- _Record set_
'''

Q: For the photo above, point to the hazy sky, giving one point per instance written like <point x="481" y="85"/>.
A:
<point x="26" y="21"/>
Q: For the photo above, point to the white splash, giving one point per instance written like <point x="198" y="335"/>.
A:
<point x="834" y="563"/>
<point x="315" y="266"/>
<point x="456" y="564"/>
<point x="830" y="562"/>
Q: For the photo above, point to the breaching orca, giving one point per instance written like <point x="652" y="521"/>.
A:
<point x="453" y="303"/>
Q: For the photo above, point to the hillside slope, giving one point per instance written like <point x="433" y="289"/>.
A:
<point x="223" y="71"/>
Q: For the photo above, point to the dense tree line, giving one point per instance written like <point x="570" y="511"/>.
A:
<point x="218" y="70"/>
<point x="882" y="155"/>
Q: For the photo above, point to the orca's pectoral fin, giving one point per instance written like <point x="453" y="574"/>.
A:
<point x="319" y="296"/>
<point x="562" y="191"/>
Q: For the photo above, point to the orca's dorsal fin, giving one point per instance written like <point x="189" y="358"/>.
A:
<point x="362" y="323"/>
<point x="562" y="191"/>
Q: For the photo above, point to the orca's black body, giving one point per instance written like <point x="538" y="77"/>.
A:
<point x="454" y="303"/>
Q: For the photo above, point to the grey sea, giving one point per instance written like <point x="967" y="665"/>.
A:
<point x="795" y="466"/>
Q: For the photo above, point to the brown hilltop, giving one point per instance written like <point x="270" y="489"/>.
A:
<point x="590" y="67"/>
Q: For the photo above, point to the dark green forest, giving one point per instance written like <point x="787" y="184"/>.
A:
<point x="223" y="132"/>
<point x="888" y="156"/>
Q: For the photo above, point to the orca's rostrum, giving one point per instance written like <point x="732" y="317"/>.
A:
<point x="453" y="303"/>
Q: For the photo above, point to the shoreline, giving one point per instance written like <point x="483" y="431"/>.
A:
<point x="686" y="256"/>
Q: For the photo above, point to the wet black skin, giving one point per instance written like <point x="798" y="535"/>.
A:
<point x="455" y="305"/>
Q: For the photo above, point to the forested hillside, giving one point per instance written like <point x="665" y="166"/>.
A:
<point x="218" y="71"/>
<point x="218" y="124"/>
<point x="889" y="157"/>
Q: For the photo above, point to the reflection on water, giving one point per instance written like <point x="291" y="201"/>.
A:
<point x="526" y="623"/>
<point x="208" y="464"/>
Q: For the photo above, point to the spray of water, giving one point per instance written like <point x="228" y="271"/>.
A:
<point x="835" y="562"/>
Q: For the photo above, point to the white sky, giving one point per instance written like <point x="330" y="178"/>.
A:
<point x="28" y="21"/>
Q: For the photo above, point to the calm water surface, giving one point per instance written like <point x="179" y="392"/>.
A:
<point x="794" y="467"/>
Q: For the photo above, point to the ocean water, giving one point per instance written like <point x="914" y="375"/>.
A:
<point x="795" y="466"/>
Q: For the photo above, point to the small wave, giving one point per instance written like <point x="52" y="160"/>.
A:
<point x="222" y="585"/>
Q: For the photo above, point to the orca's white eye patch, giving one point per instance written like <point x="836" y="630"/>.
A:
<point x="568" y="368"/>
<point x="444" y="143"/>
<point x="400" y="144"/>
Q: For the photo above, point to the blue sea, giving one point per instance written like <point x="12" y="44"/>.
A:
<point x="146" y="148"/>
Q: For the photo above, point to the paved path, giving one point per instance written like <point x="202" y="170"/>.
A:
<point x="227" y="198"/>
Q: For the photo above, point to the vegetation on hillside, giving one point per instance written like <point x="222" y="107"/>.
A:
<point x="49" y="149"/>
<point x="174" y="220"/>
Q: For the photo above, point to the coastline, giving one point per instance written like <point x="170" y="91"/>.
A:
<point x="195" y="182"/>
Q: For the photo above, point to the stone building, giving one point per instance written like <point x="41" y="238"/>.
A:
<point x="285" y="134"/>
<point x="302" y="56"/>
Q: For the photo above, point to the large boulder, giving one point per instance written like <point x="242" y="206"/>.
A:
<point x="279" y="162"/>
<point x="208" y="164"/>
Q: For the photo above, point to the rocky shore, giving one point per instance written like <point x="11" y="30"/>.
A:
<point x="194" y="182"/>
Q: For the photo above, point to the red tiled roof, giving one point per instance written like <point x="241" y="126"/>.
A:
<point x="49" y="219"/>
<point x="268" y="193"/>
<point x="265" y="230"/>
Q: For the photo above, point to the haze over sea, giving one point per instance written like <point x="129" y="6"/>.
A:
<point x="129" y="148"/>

'''

- _Exercise brief_
All lines above that include the word "black" must be copied into the answer.

- _Solution_
Q: For the photo above, point to the orca's black body, giving one point per instance written like <point x="538" y="77"/>.
Q: For the photo above, point to the wet black skin, giving one point per instance written like <point x="798" y="535"/>.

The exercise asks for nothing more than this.